Your goal
In the forum thread about fastening into a block wall, what happens to a Tapcon if the dust is left in the drilled hole?

Reading text
******************************
If I can mount hundreds of pounds of electrical equip to a block wall and have never had problems, then I think you're gonna be just fine.


----------



## KDO (Oct 26, 2010)

Thanks TheFridge. That helps.


----------



## dschlic1 (Jan 3, 2013)

I would suggest using a hammer drill to drill the holes for the Tapcons. Using a regular drill might result in a slightly larger hole which will limit the holding capacity of the screw.


----------



## bandit571 (Jan 20, 2011)

And be sure to blow out all the dust in the drilled hole. Otherwise, the Tapcon will not hold in the dust, and it will think it has bottomed out.


----------



## clin (Sep 3, 2015)

I agree, angle of head isn't going to make any real difference. I'd go in straight. Drill a good, proper sized hole is what matters. The block is stronger than the mortar. Also, keep in mind that a lot of the support of the wood batten comes from friction. The fastener pulls the wood tight to the block causing very high frictional forces between the wood and the wall. Therefore, all the load is not a shearing force on the fastener and block, which could handle it anyway.

I've had to remove some anchors in the past, I know Tapcons will screw out, other forms don't. You end up rocking them back and forth to loosed them. In large part by enlarging the hole. It takes some real effort. I might be concerned if I were mounting something that would vibrate a lot. But for just hanging dead weight, I see no reason the block would fail.


----------



## Bill1974 (Mar 24, 2010)

use a rotary hammer if you have a lot of holes to drill. Much faster then a hammer drill.
******************************
Provided material
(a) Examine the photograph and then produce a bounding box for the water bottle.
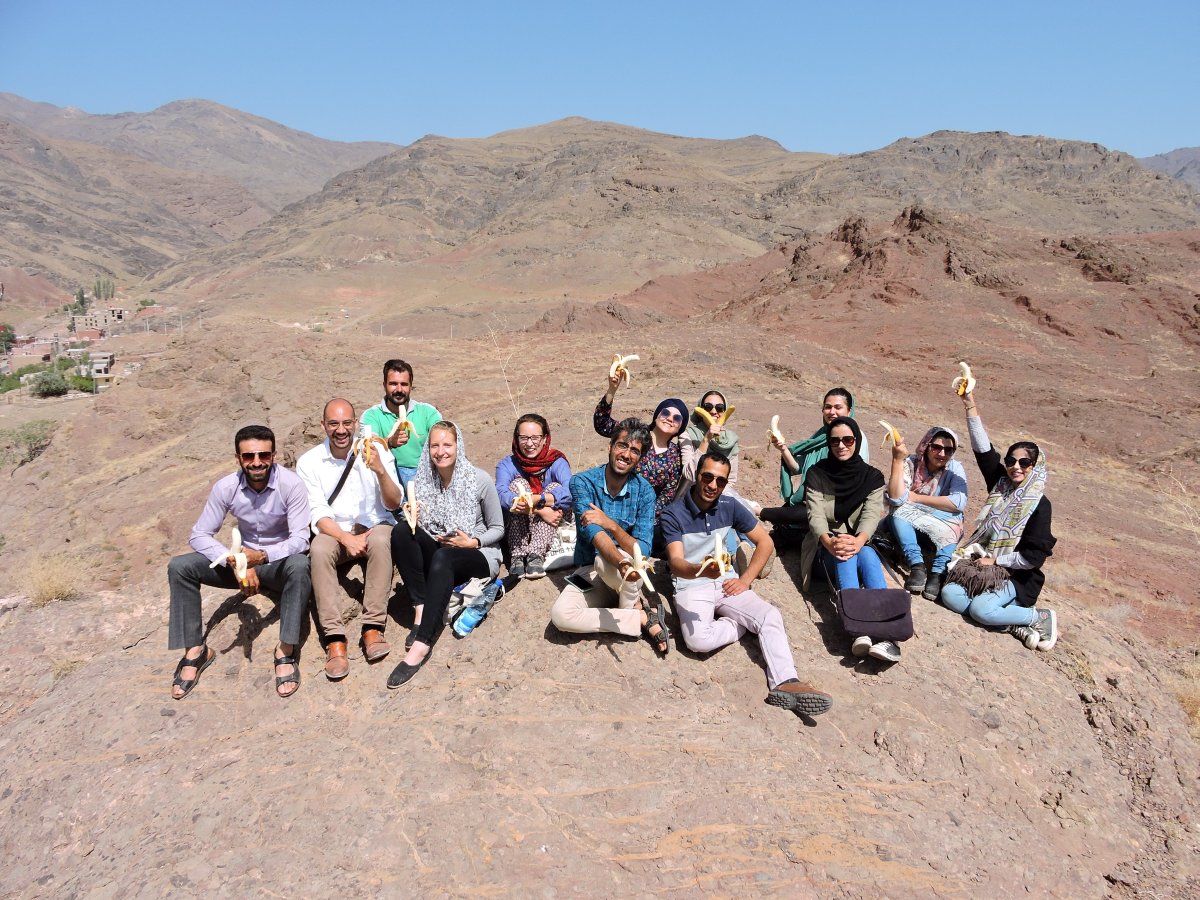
******************************
Output below
It will not hold in the dust, and it will think it has bottomed out.